Edit the entries below so that every "even-odd" becomes "nonzero", with nothing else changed. Leave the pictures out of your answer.

>> START

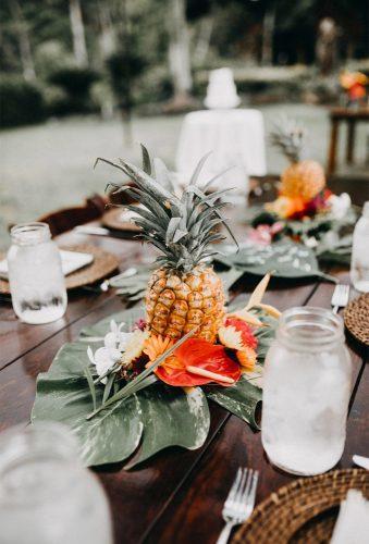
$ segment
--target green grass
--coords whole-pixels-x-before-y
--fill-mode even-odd
[[[324,108],[273,104],[260,109],[267,132],[281,112],[300,119],[310,133],[309,154],[325,163],[329,122]],[[10,223],[35,220],[47,211],[79,203],[94,191],[102,193],[107,182],[119,181],[119,173],[107,166],[93,170],[97,157],[137,161],[138,143],[143,141],[173,168],[182,120],[181,115],[134,119],[132,147],[124,145],[118,120],[73,118],[1,132],[0,247],[9,245]],[[341,139],[343,143],[343,135]],[[361,125],[357,134],[358,160],[364,160],[365,145],[366,127]],[[269,145],[267,156],[269,172],[280,172],[285,165]]]

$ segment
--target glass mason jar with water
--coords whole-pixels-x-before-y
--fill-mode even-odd
[[[25,323],[50,323],[66,309],[60,254],[46,223],[24,223],[11,230],[8,251],[13,308]]]
[[[325,472],[346,438],[352,363],[343,321],[323,308],[291,308],[266,359],[261,438],[270,461],[295,474]]]
[[[0,434],[2,544],[112,544],[109,505],[64,425]]]

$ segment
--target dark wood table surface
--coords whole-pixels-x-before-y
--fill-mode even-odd
[[[234,210],[233,218],[242,218]],[[233,222],[235,223],[235,222]],[[238,239],[245,225],[235,225]],[[62,245],[88,242],[114,252],[124,270],[147,261],[152,254],[137,240],[66,233]],[[348,282],[347,271],[331,271]],[[239,302],[253,290],[255,280],[244,276],[232,298]],[[266,302],[284,310],[292,306],[330,308],[333,285],[322,282],[276,282]],[[352,293],[352,296],[356,296]],[[113,290],[96,294],[84,289],[70,293],[64,318],[47,325],[27,325],[14,316],[11,305],[0,307],[0,429],[29,420],[35,381],[46,371],[58,349],[74,341],[83,326],[122,309]],[[350,349],[353,393],[347,422],[347,441],[337,465],[352,467],[353,454],[369,454],[369,367]],[[222,505],[238,466],[260,471],[257,503],[293,480],[275,470],[266,458],[260,433],[221,407],[211,404],[211,428],[199,449],[172,448],[158,454],[139,469],[126,472],[122,465],[96,470],[110,499],[116,543],[213,543],[222,529]]]

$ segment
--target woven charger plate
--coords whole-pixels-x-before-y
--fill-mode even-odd
[[[360,490],[369,498],[369,471],[335,470],[296,480],[257,506],[232,542],[329,543],[340,503],[350,489]]]
[[[94,261],[86,267],[72,272],[65,276],[65,285],[67,289],[83,287],[98,280],[102,280],[118,269],[119,262],[114,255],[100,249],[99,247],[89,244],[78,244],[77,246],[63,246],[61,249],[67,251],[81,251],[82,254],[91,254]],[[0,293],[10,294],[9,283],[5,280],[0,280]]]
[[[122,208],[113,208],[102,215],[101,223],[108,228],[115,231],[125,231],[131,233],[139,233],[140,228],[130,221],[122,221]]]
[[[356,339],[369,346],[369,293],[355,298],[344,311],[345,325]]]

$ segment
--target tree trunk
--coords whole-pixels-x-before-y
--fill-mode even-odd
[[[17,0],[10,0],[10,9],[15,22],[16,34],[19,37],[23,76],[27,82],[32,82],[36,79],[36,72],[32,55],[27,23],[23,16],[23,12]]]
[[[73,37],[73,52],[77,66],[88,64],[85,27],[82,18],[79,0],[70,0],[70,21]]]
[[[337,27],[331,17],[319,23],[316,57],[320,73],[330,74],[337,61]]]
[[[210,38],[211,32],[213,27],[213,18],[212,16],[204,17],[200,23],[199,35],[197,39],[197,44],[194,51],[194,63],[195,64],[204,64],[209,47],[210,47]]]
[[[115,33],[111,21],[109,3],[99,2],[100,50],[102,59],[107,59],[115,50]]]
[[[187,102],[193,87],[185,0],[169,0],[169,69],[174,102]]]
[[[263,66],[273,64],[273,36],[275,27],[275,8],[268,9],[262,21],[262,47],[261,64]]]

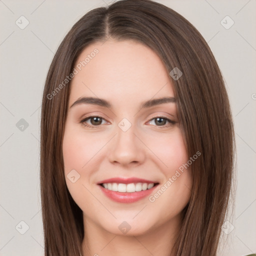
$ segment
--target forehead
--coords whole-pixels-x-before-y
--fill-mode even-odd
[[[154,96],[174,96],[170,77],[159,56],[132,40],[92,44],[79,56],[74,68],[78,72],[71,82],[70,104],[82,96],[120,103],[128,98],[142,102]]]

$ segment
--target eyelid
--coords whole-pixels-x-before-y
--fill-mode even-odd
[[[90,115],[90,116],[84,116],[83,118],[82,118],[82,119],[80,119],[79,120],[79,122],[83,124],[86,126],[88,126],[88,127],[90,127],[90,128],[96,128],[98,127],[100,127],[102,125],[106,125],[106,124],[101,124],[98,126],[94,126],[94,125],[92,125],[92,124],[88,124],[86,123],[86,121],[90,120],[90,118],[100,118],[104,120],[107,123],[110,122],[108,121],[108,120],[106,120],[106,119],[105,118],[104,118],[104,117],[102,117],[100,115],[97,115],[97,114]],[[148,121],[147,121],[146,124],[147,124],[148,122],[152,122],[154,119],[157,118],[162,118],[163,119],[165,119],[169,123],[168,124],[164,124],[163,126],[156,126],[156,125],[155,126],[155,125],[150,124],[150,125],[152,125],[153,126],[154,126],[158,127],[160,128],[168,128],[170,127],[170,126],[171,126],[172,125],[174,125],[178,122],[176,122],[174,120],[172,120],[172,119],[170,119],[166,116],[165,116],[164,115],[158,114],[157,116],[153,116],[152,118],[151,118]]]

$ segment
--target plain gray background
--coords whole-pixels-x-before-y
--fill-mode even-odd
[[[230,98],[237,146],[237,190],[235,212],[226,227],[234,230],[228,234],[222,232],[230,242],[218,256],[256,252],[256,1],[157,2],[182,15],[202,34],[222,70]],[[88,10],[110,3],[0,0],[0,256],[43,255],[39,134],[47,71],[75,22]],[[29,24],[21,29],[26,20]],[[227,29],[232,20],[234,24]]]

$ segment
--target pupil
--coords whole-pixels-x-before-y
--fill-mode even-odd
[[[166,120],[162,118],[158,118],[156,120],[160,125],[164,126],[166,123]]]
[[[100,118],[95,117],[95,118],[93,118],[92,119],[92,124],[98,126],[98,125],[100,124],[101,122],[99,122],[99,121],[101,120],[100,120],[102,119]]]

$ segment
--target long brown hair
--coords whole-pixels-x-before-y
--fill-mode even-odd
[[[70,82],[56,88],[72,72],[86,47],[110,38],[148,46],[168,72],[176,67],[182,72],[178,80],[170,76],[178,118],[188,155],[198,151],[202,155],[192,166],[192,196],[182,212],[173,252],[178,256],[216,256],[232,195],[234,142],[227,92],[215,58],[200,32],[174,10],[150,0],[121,0],[90,11],[73,26],[52,60],[41,116],[45,255],[82,255],[84,236],[82,212],[69,193],[64,174],[62,142]]]

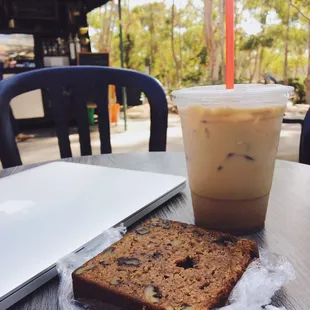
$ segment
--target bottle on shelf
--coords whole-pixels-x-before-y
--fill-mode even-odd
[[[81,52],[81,44],[78,35],[75,36],[74,43],[75,43],[76,55],[78,55]]]
[[[75,60],[76,59],[75,44],[71,34],[69,35],[69,49],[70,49],[70,58],[72,60]]]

>> END

• [Result]:
$ segment
--target green grass
--coords whole-pixels-x-before-y
--fill-mode nonzero
[[[324,108],[273,104],[260,109],[267,132],[281,112],[300,119],[310,133],[309,154],[325,163],[329,122]],[[10,223],[35,220],[47,211],[79,203],[94,191],[102,193],[107,182],[119,181],[119,173],[107,166],[93,170],[97,157],[137,161],[138,143],[143,141],[173,168],[182,120],[181,115],[134,119],[132,147],[124,145],[118,120],[73,118],[1,132],[0,247],[9,245]],[[341,139],[343,143],[343,135]],[[361,125],[357,134],[358,160],[364,160],[365,145],[366,127]],[[269,145],[267,156],[269,172],[280,172],[285,165]]]

$ segment
--target glass mason jar with water
--coords whole-pixels-x-before-y
--fill-mode nonzero
[[[25,323],[50,323],[66,309],[60,254],[46,223],[24,223],[11,230],[8,251],[13,308]]]
[[[325,472],[346,438],[352,363],[343,321],[323,308],[291,308],[266,359],[261,438],[270,461],[295,474]]]
[[[0,434],[2,544],[112,544],[109,505],[64,425]]]

$ segment
--target dark wood table surface
--coords whole-pixels-x-before-y
--fill-mode nonzero
[[[234,210],[233,218],[242,218]],[[233,222],[235,223],[235,222]],[[238,239],[245,225],[235,225]],[[62,245],[88,242],[114,252],[124,270],[147,261],[152,254],[137,240],[66,233]],[[348,282],[347,271],[331,271]],[[239,302],[253,290],[255,280],[244,276],[232,298]],[[266,302],[284,310],[292,306],[330,308],[333,285],[322,282],[276,282]],[[352,293],[352,296],[356,296]],[[113,290],[96,294],[84,289],[70,293],[64,318],[47,325],[27,325],[14,316],[11,305],[0,307],[0,429],[29,420],[35,381],[46,371],[58,349],[74,341],[83,326],[122,309]],[[350,349],[353,393],[347,422],[347,441],[337,465],[352,467],[353,454],[369,454],[369,367]],[[222,505],[238,466],[260,471],[257,503],[293,480],[275,470],[266,458],[260,433],[221,407],[211,404],[211,428],[199,449],[172,448],[158,454],[139,469],[126,472],[122,465],[96,470],[110,499],[116,543],[213,543],[222,529]]]

$ segment
--target woven charger plate
--coords whole-pixels-x-before-y
--fill-mode nonzero
[[[360,490],[369,498],[369,471],[335,470],[296,480],[257,506],[232,542],[329,543],[340,503],[350,489]]]
[[[94,261],[86,267],[72,272],[65,276],[65,285],[67,289],[83,287],[98,280],[102,280],[118,269],[119,262],[114,255],[100,249],[99,247],[89,244],[78,244],[77,246],[63,246],[61,249],[67,251],[81,251],[82,254],[91,254]],[[0,293],[10,294],[9,283],[5,280],[0,280]]]
[[[122,208],[113,208],[102,215],[101,223],[108,228],[115,231],[125,231],[131,233],[139,233],[140,228],[130,221],[122,221]]]
[[[356,339],[369,346],[369,293],[355,298],[344,311],[345,325]]]

$ segment
--target tree trunk
--coords whole-pixels-x-before-y
--fill-mode nonzero
[[[17,0],[10,0],[10,9],[15,22],[16,34],[19,37],[23,76],[27,82],[32,82],[36,79],[36,72],[32,55],[27,23],[23,16],[23,12]]]
[[[73,37],[73,52],[77,66],[88,64],[85,27],[82,18],[79,0],[70,0],[70,21]]]
[[[337,27],[331,17],[319,23],[316,57],[320,73],[330,74],[337,61]]]
[[[210,38],[211,32],[213,27],[213,18],[212,16],[204,17],[200,23],[199,35],[197,39],[197,44],[194,51],[194,63],[195,64],[204,64],[209,47],[210,47]]]
[[[115,33],[111,21],[109,3],[99,2],[100,50],[102,59],[107,59],[115,50]]]
[[[187,102],[193,87],[185,0],[169,0],[169,69],[174,102]]]
[[[263,66],[273,64],[273,36],[275,27],[275,8],[268,9],[262,21],[262,47],[261,64]]]

$ segment
--target forehead
--coords whole-pixels-x-before-y
--fill-mode nonzero
[[[154,96],[174,96],[170,77],[159,56],[132,40],[92,44],[79,56],[74,68],[78,72],[71,82],[70,104],[82,96],[120,103],[128,98],[142,102]]]

$ segment
--target eyelid
--coords whole-pixels-x-before-y
--fill-mode nonzero
[[[90,115],[90,116],[84,116],[83,118],[82,118],[82,119],[80,119],[79,120],[79,122],[83,124],[86,126],[88,126],[88,127],[90,127],[90,128],[96,128],[98,127],[100,127],[102,125],[106,125],[106,124],[101,124],[98,126],[94,126],[94,125],[92,125],[92,124],[88,124],[86,123],[86,121],[90,120],[90,118],[100,118],[104,120],[107,123],[110,122],[108,121],[108,120],[106,120],[106,119],[105,118],[104,118],[104,117],[102,117],[100,115],[97,115],[97,114]],[[148,121],[147,121],[146,124],[147,124],[148,122],[152,122],[154,119],[157,118],[162,118],[163,119],[165,119],[169,123],[168,124],[164,124],[163,126],[156,126],[156,125],[155,126],[155,125],[150,124],[150,125],[152,125],[153,126],[154,126],[158,127],[160,128],[168,128],[170,127],[170,126],[171,126],[172,125],[174,125],[178,122],[176,122],[174,120],[172,120],[172,119],[170,119],[166,116],[165,116],[164,115],[158,114],[157,116],[153,116],[152,118],[151,118]]]

$ segment
--target plain gray background
--coords whole-pixels-x-before-y
--fill-mode nonzero
[[[230,98],[237,146],[237,190],[235,212],[226,227],[234,230],[228,234],[222,232],[230,242],[218,256],[256,252],[256,1],[157,2],[182,15],[202,34],[222,70]],[[88,10],[110,3],[0,0],[0,256],[43,255],[39,134],[47,71],[75,22]],[[29,24],[21,29],[26,20]],[[227,29],[232,20],[234,24]]]

$ segment
--target pupil
--coords whole-pixels-x-before-y
--fill-mode nonzero
[[[166,120],[162,118],[158,118],[156,120],[160,125],[164,126],[166,123]]]
[[[100,118],[95,117],[95,118],[93,118],[92,119],[92,124],[98,126],[98,125],[100,124],[101,122],[99,122],[99,121],[101,120],[100,120],[102,119]]]

$ segment
--target long brown hair
--coords whole-pixels-x-before-y
--fill-mode nonzero
[[[70,82],[56,88],[72,72],[86,47],[110,38],[148,46],[168,72],[176,67],[182,72],[178,80],[170,76],[178,118],[188,155],[198,151],[202,155],[192,166],[192,196],[182,212],[173,252],[178,256],[216,256],[232,195],[234,142],[227,92],[215,58],[200,32],[174,10],[150,0],[121,0],[90,11],[73,26],[52,60],[41,116],[45,255],[82,255],[84,236],[82,212],[69,193],[64,174],[62,142]]]

$ segment
--target bottle on shelf
--coords whole-pixels-x-before-y
--fill-mode nonzero
[[[81,52],[81,44],[78,35],[75,36],[74,43],[75,43],[76,55],[78,55]]]
[[[75,60],[76,59],[75,44],[71,34],[69,35],[69,49],[70,49],[70,58],[72,60]]]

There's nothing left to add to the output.